[Object point labels]
--- Start ---

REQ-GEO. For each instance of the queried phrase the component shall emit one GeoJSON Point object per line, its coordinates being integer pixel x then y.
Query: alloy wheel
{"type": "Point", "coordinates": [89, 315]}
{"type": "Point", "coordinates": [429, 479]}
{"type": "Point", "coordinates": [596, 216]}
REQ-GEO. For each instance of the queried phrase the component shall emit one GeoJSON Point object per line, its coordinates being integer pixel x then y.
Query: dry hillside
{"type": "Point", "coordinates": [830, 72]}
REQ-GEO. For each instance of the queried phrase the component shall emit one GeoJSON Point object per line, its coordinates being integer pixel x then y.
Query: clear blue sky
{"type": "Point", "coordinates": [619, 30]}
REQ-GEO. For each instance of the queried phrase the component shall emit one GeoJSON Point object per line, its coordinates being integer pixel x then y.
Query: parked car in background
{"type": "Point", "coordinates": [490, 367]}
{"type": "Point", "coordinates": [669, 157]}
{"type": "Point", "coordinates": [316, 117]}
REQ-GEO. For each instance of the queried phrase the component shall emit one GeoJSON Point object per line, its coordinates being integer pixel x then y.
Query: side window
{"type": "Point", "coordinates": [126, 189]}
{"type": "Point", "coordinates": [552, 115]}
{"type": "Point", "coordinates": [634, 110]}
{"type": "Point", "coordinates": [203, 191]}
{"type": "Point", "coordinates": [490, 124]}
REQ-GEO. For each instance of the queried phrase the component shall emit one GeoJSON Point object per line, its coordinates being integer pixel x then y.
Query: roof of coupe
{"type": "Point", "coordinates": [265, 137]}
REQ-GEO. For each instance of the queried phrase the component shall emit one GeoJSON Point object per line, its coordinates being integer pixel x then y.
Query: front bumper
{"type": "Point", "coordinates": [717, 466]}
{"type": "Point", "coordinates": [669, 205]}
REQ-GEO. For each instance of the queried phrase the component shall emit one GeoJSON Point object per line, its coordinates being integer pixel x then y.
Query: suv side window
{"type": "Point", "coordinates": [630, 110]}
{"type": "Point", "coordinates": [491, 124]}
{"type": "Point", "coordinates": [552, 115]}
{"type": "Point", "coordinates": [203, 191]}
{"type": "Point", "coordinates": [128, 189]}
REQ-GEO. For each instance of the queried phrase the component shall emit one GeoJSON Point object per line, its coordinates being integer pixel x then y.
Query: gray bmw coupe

--- End ---

* Work to do: Pick out each line in the rows above that contains the string "Query", and copy those lines in order.

* The solution:
Query: alloy wheel
Query: dry hillside
Query: clear blue sky
Query: parked car in background
Query: side window
Query: roof of coupe
Query: front bumper
Query: suv side window
Query: gray bmw coupe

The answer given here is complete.